▸ **Article**
◆ ◆ ◆ ◆ ◆ ◆ ◆

Decyphered: Simplified house rules for Numenera & The Strange

Featured image artwork is by Bear Weiter and is TM and © 2019 Monte Cook Games, LLC.

Monte Cook Games updated their fan use license to specifically prohibit use of their materials in Google Docs, so I’m reproducing my streamlined take on the Cypher System as a blog post. See the summary at the original post, Decyphering Numenera & The Strange.

Conversion Notes

This page presents some not-at-all-playtested rules for running Cypher System games (like Numenera and The Strange) with material from existing adventures and supplements. My hope is that it works like The Black Hack does for Dungeons & Dragons—it uses some of the same terms in slightly different ways, so you can use old modules, but it changes or eliminates some rules entirely, so it should feel more streamlined in play.

Unchanged concepts and rules from Numenera include:

  • Descriptor, type, and focus are chosen to define characters
  • Roll 1d20 on or over a target number to succeed
  • Effort improve rolls or damage, and points activate abilities
  • Running out of points steps you down a damage track
  • Edge can reduce point costs once per roll
  • Weapons & armor come in 3 sizes with fixed stats
  • Initiative is a Speed action vs. enemies

New and changed rules will be the focus of this document, including:

  • Roll vs. level+10 on d20 to test for success (instead of level×3)
  • Add to rolls (rather than reducing steps) when applying a bonus
  • Steps (“adjust difficulty by 1 step”) now refer to ±1 to rolls
  • Skills grant +1 for training, +2 for expertise (rather than ±steps)
  • Assets replaced with “advantage” (take best of 2d20)
  • Cover and other situational penalties impose “disadvantage”
  • Effort is +1 to a roll per point bid, no max, and kept if roll fails
  • Edges can be directly added to a roll if not used for an ability
  • Armor Might adjustment and Speed cost rules are ignored
  • Light weapon attack bonus rules are ignored
  • Hits always do something even if damage is reduced to 0
  • Damage track effects are simplified
  • Maneuver rules are greatly simplified
  • 17-19 special dice results are ignored here, but can still be used
  • Intrusions are suggestions for “suboptimal” roleplaying
  • Advancement costs adjusted to account for no max effort
  • Optional rules include “partial successes” and damage rolls

The Basics of Facing Challenges

When you face a challenge, the GM sets a target number from 1-10 to roll against (or uses an enemy’s level). If you can’t fail because your bonus +1 is at least as high as the target number, you don’t roll—you just succeed. Only players roll—in combat, players roll to attack on their own turn, and defend on enemies’ turns, with the target number as the enemy level, unless the GM states otherwise. So, in summary…

  1. Player says what they want to do
  2. GM says what the roll requires:
    • Which edge & pool to use—Might, Speed, or Intellect
    • Target number from 11-20, or enemy level + 10
  3. Player rolls 1d20, possibly applying any of the following:
    • Skill (+1 if trained, +2 if expert)

◆ ◆ ◆ ◆ ◆ ◆ ◆

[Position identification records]
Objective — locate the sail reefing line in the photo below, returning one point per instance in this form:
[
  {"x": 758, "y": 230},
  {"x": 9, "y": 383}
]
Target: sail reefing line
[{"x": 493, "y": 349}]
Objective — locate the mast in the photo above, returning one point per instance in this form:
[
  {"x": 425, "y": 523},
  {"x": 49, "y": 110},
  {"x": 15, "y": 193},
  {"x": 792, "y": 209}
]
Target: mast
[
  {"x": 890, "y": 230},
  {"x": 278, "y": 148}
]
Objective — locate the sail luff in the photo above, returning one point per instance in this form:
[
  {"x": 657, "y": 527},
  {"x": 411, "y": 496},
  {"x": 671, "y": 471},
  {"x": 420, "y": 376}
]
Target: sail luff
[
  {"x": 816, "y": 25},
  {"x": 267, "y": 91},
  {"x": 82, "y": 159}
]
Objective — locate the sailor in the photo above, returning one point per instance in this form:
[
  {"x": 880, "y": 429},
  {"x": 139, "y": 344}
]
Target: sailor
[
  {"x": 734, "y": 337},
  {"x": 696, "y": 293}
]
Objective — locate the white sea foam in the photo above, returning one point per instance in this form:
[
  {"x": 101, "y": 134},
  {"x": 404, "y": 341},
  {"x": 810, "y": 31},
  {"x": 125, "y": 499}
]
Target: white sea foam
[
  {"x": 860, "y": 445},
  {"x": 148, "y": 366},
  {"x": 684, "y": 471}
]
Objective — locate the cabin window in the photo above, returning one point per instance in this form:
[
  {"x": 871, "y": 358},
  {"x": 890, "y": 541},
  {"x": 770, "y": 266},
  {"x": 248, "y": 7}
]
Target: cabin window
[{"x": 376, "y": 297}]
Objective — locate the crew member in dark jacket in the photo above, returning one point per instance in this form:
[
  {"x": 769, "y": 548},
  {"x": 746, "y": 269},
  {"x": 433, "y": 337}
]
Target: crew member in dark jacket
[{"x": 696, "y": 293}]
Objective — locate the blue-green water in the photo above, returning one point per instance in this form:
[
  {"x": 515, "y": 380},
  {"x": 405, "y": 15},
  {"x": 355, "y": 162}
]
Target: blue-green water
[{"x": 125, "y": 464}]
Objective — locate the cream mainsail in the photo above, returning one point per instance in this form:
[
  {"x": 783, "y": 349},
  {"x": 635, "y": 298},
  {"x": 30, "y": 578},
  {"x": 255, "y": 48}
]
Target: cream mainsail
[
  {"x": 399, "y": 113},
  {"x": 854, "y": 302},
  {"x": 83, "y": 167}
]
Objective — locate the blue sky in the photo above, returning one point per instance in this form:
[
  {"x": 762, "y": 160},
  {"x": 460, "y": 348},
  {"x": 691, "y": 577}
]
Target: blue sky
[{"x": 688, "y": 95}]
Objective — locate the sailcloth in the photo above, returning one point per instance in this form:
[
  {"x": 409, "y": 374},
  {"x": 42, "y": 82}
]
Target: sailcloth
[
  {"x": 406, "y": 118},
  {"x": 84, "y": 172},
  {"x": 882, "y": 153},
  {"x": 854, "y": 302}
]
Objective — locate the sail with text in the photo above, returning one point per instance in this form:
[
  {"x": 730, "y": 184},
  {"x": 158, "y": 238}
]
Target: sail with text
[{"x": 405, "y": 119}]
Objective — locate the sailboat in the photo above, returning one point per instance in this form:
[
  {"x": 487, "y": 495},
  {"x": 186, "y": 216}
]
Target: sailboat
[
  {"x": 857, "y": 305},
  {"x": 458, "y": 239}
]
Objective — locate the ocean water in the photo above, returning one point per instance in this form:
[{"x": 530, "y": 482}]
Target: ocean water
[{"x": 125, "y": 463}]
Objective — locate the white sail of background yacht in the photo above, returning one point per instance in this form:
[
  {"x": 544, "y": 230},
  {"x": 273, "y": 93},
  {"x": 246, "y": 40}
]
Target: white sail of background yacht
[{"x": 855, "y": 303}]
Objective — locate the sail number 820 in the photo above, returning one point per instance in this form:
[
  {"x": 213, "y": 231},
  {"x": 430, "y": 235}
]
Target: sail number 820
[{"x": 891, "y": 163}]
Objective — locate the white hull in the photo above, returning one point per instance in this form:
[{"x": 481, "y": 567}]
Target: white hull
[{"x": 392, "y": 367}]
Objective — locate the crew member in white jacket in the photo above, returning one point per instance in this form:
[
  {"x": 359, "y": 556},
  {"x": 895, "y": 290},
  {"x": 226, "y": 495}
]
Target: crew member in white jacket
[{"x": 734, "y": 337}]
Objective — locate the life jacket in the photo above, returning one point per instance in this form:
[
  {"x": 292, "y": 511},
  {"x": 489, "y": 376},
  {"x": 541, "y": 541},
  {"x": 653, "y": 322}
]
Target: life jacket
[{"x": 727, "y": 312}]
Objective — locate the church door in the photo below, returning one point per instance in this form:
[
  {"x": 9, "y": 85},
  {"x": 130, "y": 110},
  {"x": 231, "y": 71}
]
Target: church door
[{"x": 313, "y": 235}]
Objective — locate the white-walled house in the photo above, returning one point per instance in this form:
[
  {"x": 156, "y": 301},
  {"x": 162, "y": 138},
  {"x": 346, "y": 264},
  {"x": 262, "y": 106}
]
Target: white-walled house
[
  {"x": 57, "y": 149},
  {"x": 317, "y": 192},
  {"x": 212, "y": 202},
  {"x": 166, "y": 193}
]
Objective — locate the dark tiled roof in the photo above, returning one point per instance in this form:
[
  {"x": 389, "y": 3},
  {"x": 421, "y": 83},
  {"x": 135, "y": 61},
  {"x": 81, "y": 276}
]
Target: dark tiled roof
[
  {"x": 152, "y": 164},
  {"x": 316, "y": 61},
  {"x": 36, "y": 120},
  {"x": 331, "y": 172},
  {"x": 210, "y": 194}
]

◆ ◆ ◆ ◆ ◆ ◆ ◆

▸ **Short problem A**
According to the house rules post, what does taking "advantage" on a roll mean?
▸ **Short problem B**
Decide whether each statement agrees with the house rules post, and quote the words that settle it: (i) Initiative is handled as a Speed action against enemies. (ii) Effort is capped at a maximum number of points per roll. (iii) Both players and the GM roll dice during combat.

▸ **Full answer A**
Taking the best of 2d20.

▸ **Full answer B**
(i) Yes: "Initiative is a Speed action vs. enemies"
(ii) No: "Effort is +1 to a roll per point bid, no max, and kept if roll fails"
(iii) No: "Only players roll"